------ Trecho do texto ------

Um trabalho que teve início há quase um ano deu suporte para a manutenção do atendimento às mulheres vítimas de violência em Canoas (RS) mesmo durante a pandemia do novo coronavírus (Covid-19). Na semana da Justiça pela Paz em Casa, a juíza Fabiana Pagel da Silva, titular do Juizado da Violência Doméstica e Familiar da comarca, unidade do Tribunal de Justiça do Rio Grande do Sul (TJRS), há cinco anos, fez um balanço do trabalho realizado neste período.
“Tivemos a ampliação da convivência familiar durante este ano e isso favoreceu o afloramento dos padrões de gênero entre o casal e a violência decorrente disso, especialmente do padrão de gênero de cuidadora da mulher, que pode fazer com que ela privilegie os interesses dos familiares em detrimento da sua própria saúde mental. Às vezes, esta situação faz com que ela não peça ajuda, mesmo quando sofre uma violência por parte do marido, pois considera que essa violência decorre de problemas do trabalho, problemas financeiros dele e que ela teria que perdoar e relevar o marido. Esse tipo de padrão de cuidado pode, não apenas influenciar nos números de violência doméstica durante a pandemia, mas fazer com que a mulher se coloque numa situação de risco que, devido ao isolamento social, não chega ao conhecimento da rede de enfrentamento”, alerta a magistrada.
Uma das atitudes tomadas em maio do ano passado foi a parceria entre o Judiciário local e a ONG Themis, que possibilitou criar uma rede de proteção individual às vítimas que já possuem medida protetiva. Através do apoio das Promotoras Legais Populares (PLPs), o monitoramento dos casos vem sendo realizado por telefone. Em casos especiais, que requerem a presença, elas encaminham a demanda aos serviços da rede que seguem prestando atendimento emergencial, como Brigada Militar, Patrulha Maria da Penha, postos de saúde e hospitais.
As PLPs são mulheres da comunidade que recebem formação sobre questões culturais e jurídicas relativas à violência doméstica e de gênero. Em Canoas, elas estão distribuídas em diversos bairros e são responsáveis pela formação de uma rede de proteção individualizada das vítimas em situação de violência encaminhadas pelo Juizado de Violência Doméstica e Familiar da cidade. As informações a respeito dos casos tratados são sigilosas.

------ Dados fornecidos ------

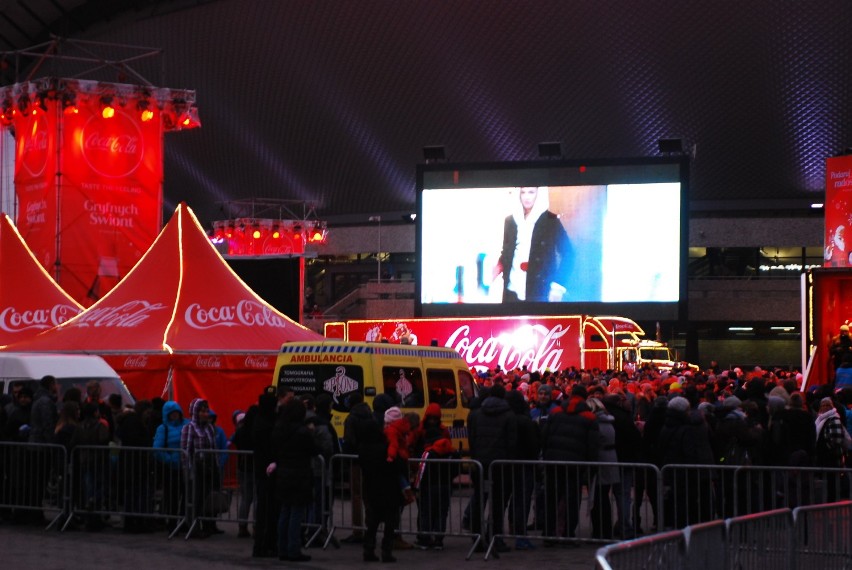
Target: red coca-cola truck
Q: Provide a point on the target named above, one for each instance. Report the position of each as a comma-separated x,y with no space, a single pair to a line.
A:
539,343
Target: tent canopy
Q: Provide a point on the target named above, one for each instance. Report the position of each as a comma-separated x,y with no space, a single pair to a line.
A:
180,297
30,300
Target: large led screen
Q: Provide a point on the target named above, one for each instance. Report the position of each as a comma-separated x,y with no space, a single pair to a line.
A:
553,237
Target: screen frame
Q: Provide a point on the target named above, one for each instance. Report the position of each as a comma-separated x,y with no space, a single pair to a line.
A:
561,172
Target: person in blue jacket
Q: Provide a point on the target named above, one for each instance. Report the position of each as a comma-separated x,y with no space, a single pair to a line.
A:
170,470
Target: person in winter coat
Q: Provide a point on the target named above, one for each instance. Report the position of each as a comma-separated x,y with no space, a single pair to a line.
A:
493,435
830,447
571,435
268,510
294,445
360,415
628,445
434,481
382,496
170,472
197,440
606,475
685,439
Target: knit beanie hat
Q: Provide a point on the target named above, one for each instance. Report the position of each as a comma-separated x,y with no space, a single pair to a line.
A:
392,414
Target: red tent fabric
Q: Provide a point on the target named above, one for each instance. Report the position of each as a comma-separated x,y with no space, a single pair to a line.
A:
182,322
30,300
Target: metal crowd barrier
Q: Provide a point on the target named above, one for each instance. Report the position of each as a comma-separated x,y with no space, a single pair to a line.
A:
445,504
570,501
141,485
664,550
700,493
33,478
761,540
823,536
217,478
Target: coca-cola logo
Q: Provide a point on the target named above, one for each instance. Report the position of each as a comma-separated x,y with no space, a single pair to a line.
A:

------
------ Dados fornecidos ------

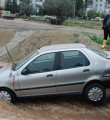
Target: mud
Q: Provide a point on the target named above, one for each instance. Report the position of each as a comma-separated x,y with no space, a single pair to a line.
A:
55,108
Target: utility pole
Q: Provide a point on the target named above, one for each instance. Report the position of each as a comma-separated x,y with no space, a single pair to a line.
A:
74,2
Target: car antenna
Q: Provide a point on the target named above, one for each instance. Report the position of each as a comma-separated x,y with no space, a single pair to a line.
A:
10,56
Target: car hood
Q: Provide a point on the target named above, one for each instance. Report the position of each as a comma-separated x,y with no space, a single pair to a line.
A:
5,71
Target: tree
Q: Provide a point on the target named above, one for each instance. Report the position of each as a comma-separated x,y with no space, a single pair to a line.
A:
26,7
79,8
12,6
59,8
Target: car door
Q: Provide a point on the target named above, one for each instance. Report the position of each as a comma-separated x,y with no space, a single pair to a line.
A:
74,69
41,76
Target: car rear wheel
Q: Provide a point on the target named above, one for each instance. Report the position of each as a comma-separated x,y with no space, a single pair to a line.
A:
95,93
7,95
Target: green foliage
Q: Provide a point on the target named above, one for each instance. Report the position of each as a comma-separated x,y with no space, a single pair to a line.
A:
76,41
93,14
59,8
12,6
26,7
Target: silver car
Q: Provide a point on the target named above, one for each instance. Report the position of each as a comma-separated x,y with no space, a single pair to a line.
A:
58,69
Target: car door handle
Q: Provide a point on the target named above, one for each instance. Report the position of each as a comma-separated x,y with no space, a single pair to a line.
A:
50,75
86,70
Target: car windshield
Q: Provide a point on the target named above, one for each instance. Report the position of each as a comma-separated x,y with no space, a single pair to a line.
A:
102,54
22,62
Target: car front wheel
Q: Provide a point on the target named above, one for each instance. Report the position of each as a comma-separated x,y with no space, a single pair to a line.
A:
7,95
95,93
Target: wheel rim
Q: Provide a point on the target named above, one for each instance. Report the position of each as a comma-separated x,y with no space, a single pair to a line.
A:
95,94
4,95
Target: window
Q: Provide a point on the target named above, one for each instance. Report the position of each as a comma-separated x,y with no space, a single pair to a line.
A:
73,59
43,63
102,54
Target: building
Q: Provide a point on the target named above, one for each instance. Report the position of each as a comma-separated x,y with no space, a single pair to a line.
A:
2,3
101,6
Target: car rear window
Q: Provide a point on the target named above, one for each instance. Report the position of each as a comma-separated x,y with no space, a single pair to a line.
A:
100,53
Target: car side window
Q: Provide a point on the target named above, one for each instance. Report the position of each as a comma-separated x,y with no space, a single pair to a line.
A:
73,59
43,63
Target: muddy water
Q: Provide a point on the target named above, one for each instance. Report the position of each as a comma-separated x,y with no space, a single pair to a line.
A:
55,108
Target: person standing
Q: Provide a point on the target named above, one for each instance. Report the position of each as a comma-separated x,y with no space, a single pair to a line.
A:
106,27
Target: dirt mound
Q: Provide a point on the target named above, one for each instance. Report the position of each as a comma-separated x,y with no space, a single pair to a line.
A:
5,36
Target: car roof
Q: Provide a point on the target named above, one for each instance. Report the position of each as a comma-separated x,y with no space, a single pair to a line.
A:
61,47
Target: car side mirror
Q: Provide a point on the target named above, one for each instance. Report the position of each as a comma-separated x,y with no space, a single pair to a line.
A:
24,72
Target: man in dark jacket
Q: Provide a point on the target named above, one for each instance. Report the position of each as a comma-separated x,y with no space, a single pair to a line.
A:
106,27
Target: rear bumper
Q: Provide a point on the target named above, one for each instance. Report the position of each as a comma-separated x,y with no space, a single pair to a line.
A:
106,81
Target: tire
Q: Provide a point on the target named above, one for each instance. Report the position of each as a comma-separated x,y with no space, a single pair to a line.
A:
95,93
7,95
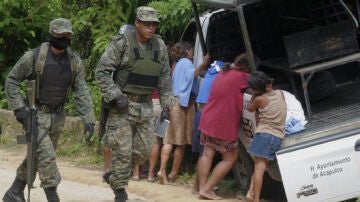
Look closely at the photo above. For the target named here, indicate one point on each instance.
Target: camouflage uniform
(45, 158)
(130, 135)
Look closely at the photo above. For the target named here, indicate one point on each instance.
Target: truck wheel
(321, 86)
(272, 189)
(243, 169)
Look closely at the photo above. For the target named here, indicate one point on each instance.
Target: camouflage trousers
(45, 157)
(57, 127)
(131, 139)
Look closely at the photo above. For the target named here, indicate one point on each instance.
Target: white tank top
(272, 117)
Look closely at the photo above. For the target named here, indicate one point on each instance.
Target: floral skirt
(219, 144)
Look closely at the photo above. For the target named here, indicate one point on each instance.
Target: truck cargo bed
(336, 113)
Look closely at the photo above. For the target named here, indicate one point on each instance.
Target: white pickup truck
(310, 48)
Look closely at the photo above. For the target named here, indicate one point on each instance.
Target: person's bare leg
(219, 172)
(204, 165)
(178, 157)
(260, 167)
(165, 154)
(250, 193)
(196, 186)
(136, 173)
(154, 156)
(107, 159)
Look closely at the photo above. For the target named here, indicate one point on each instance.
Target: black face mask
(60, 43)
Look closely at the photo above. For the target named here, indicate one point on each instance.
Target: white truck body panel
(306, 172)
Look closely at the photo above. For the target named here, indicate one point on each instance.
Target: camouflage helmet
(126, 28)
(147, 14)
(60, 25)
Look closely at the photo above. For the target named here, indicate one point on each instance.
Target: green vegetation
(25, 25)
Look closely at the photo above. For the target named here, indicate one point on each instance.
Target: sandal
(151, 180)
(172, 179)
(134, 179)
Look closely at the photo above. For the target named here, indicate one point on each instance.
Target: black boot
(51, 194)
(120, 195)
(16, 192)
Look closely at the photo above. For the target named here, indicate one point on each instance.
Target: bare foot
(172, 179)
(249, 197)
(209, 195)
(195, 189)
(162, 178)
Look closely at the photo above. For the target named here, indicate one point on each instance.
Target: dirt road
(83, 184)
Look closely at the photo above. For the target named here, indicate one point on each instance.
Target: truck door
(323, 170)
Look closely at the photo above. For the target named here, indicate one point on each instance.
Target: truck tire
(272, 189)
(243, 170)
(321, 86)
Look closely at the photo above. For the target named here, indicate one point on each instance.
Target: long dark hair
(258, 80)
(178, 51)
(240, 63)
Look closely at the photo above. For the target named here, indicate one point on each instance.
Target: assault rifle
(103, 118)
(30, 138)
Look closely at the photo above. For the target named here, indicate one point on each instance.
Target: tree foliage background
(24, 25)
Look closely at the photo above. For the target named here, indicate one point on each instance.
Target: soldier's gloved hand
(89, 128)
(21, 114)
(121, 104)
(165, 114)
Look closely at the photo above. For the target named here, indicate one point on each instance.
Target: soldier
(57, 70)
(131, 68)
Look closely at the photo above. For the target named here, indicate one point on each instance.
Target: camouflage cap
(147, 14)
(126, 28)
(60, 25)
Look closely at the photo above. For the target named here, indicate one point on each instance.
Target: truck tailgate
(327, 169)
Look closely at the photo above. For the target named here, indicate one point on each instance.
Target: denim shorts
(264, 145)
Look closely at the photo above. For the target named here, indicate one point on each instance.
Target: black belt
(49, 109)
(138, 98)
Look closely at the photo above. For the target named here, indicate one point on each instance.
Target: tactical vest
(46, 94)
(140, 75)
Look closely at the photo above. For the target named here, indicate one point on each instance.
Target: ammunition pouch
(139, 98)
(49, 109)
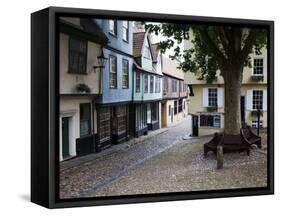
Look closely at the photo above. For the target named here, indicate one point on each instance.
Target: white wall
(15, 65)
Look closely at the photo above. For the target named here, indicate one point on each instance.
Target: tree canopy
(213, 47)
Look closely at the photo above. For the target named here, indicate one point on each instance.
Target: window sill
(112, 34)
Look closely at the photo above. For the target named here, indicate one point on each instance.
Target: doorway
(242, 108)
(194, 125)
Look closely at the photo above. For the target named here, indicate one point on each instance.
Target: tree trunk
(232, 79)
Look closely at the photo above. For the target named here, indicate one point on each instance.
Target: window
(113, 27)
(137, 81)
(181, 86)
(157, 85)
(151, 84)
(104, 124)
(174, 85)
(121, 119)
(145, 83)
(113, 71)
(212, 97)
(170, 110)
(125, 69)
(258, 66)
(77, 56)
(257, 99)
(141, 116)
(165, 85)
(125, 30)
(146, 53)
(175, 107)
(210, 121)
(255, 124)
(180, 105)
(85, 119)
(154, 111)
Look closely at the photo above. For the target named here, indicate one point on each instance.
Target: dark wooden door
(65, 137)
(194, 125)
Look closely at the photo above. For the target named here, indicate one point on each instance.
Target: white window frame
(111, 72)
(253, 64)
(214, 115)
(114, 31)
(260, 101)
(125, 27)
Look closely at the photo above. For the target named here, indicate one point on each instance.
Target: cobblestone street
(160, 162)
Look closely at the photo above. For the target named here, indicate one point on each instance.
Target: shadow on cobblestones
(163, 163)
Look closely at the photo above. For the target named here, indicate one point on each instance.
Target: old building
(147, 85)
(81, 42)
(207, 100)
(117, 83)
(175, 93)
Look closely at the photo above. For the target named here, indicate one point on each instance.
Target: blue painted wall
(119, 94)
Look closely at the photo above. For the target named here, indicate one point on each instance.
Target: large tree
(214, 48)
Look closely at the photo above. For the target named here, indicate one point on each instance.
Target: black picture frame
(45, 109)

------
------ Dados fornecidos ------

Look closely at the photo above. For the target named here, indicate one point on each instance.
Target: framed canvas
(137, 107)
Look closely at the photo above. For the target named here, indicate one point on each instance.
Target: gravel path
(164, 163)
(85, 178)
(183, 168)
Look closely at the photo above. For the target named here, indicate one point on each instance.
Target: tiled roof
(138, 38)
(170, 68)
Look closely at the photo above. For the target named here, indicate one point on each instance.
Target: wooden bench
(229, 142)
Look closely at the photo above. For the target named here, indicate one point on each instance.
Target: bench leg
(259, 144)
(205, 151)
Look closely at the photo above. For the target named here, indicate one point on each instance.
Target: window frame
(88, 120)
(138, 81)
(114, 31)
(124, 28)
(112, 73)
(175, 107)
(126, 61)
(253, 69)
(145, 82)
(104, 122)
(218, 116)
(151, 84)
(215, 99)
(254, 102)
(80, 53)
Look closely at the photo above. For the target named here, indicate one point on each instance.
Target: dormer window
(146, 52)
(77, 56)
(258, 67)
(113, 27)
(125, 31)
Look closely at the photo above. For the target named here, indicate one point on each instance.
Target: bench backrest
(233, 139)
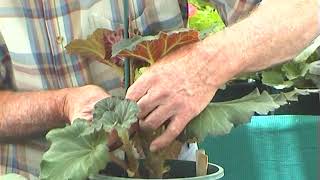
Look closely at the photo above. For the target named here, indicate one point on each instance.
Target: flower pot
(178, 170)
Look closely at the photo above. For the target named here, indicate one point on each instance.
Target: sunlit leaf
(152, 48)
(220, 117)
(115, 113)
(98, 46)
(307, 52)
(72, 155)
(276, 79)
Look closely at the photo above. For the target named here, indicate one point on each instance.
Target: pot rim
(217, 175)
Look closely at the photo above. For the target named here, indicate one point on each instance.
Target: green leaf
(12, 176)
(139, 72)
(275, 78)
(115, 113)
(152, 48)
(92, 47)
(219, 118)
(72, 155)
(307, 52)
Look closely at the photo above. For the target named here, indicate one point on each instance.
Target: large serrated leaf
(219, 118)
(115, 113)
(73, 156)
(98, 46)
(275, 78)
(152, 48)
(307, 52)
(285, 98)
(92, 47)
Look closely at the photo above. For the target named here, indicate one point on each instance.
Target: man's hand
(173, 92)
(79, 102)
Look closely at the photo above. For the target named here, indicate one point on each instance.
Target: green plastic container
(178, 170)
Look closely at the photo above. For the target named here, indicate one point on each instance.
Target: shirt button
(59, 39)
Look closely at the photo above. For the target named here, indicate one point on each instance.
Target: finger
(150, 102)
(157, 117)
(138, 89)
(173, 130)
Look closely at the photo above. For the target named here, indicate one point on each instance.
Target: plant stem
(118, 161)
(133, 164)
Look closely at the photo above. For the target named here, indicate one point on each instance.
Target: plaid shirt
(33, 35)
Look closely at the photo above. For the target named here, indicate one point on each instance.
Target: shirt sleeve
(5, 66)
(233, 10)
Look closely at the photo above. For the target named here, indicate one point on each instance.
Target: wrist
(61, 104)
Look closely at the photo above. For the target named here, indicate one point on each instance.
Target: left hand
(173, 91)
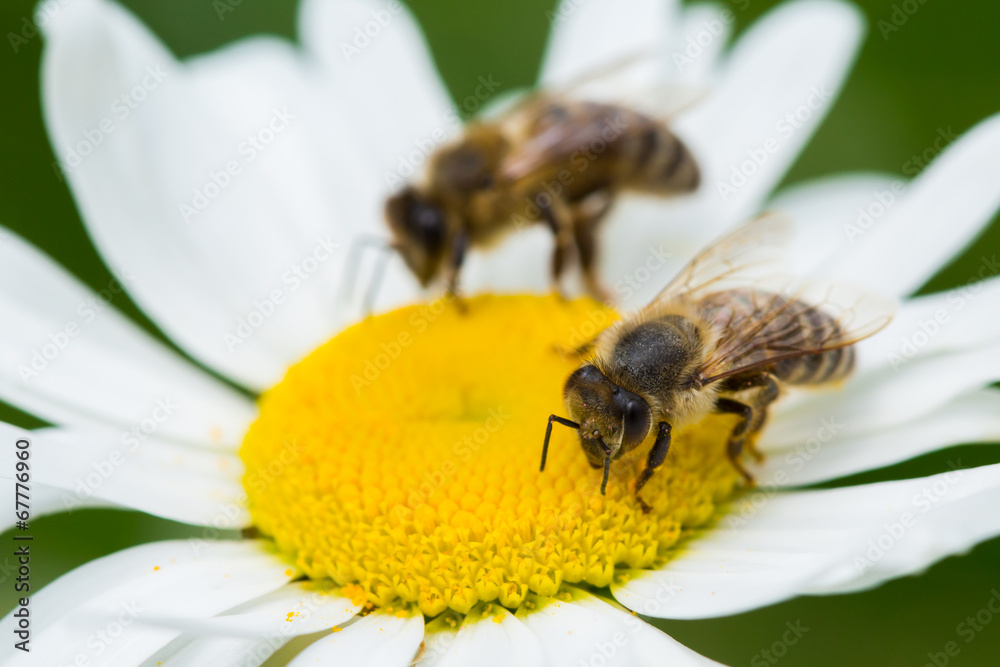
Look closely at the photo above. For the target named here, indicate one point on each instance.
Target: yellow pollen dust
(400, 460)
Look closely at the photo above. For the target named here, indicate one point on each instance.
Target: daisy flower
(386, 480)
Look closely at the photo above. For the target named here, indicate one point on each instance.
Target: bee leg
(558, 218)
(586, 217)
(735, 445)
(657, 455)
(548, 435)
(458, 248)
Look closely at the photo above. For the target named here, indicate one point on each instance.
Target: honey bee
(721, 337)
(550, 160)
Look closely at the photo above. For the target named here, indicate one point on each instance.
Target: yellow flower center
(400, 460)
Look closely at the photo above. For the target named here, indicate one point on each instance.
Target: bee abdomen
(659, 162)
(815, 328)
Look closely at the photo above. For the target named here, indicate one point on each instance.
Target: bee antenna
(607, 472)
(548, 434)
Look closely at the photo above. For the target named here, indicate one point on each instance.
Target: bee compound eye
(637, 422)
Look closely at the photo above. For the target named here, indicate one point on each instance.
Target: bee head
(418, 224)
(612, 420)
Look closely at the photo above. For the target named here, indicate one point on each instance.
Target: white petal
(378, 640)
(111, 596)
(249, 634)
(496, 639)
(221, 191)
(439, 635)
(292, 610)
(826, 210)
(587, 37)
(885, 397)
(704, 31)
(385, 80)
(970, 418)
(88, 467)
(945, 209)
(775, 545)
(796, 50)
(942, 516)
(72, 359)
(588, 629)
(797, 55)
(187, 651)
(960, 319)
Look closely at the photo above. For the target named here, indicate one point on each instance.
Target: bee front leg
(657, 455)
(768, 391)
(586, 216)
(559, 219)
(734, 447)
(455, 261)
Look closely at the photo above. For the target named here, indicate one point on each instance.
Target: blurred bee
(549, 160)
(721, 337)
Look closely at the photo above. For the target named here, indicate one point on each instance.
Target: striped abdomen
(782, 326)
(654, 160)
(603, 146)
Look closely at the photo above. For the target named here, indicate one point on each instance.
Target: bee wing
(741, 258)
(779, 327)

------

Perguntas a responder -
a. Liste os serviços da rede que, segundo o texto sobre o atendimento às vítimas em Canoas, seguem prestando atendimento emergencial.
b. Por favor, dê continuidade ao texto sobre o atendimento às vítimas de violência em Canoas a partir da última frase apresentada.
As linhas não são usadas aqui.

Lista de respostas -
a. Brigada Militar, Patrulha Maria da Penha, postos de saúde e hospitais.

b.
A juíza ainda falou sobre o andamento do trabalho durante estes meses, já que no início da pandemia tramitavam 6 mil processos físicos na comarca. “Tivemos que nos adaptar rapidamente, já que o fluxo da rede de Canoas era centralizado nas audiências de acolhimento e verificação, nas quais as partes podiam contar as suas histórias. Nessa ocasião, era possível verificar a necessidade de ampliação e modificação das medidas e realização de encaminhamento de rede. Fazíamos cerca de 30 audiências por dia.”
Ela conta que, quando houve a retomada das audiências, em plataforma digitais, “elas não puderam seguir nesse mesmo número. Agora houve a implantação do eproc na área da violência doméstica, que é algo que temos que comemorar muito, pois os pedidos já ingressam de forma virtual. E, com tudo isso, tivemos que modificar também a forma de atuação dos grupos de apoio, que estão sendo realizados de forma on-line, assim como o atendimento psicológico.”
Grupos Reflexivos
A assistente social do Juizado de Canoas, Ana Cristina Schünemann, também conseguiu manter os encontros realizados com casais envolvidos em casos de violência doméstica. O Grupo Ser Casal, criado em 2017 com apoio do curso de Psicologia da Ulbra, continuou ativo mesmo de forma remota. Seis casais realizaram 12 encontros ao longo do ano. “A maioria teve boa participação, com mais de 70% de presença. Os que participaram mostraram interesse e reagiram positivamente às propostas que levamos.”
E para 2021, já foi firmada parceria com a Universidade La Salle para manter o atendimento dos Grupos Reflexivos de Gênero com homens agressores envolvidos em violência doméstica. “A Universidade já está fazendo a triagem e seleção dos integrantes e o primeiro grupo on-line já deve começar neste semestre.”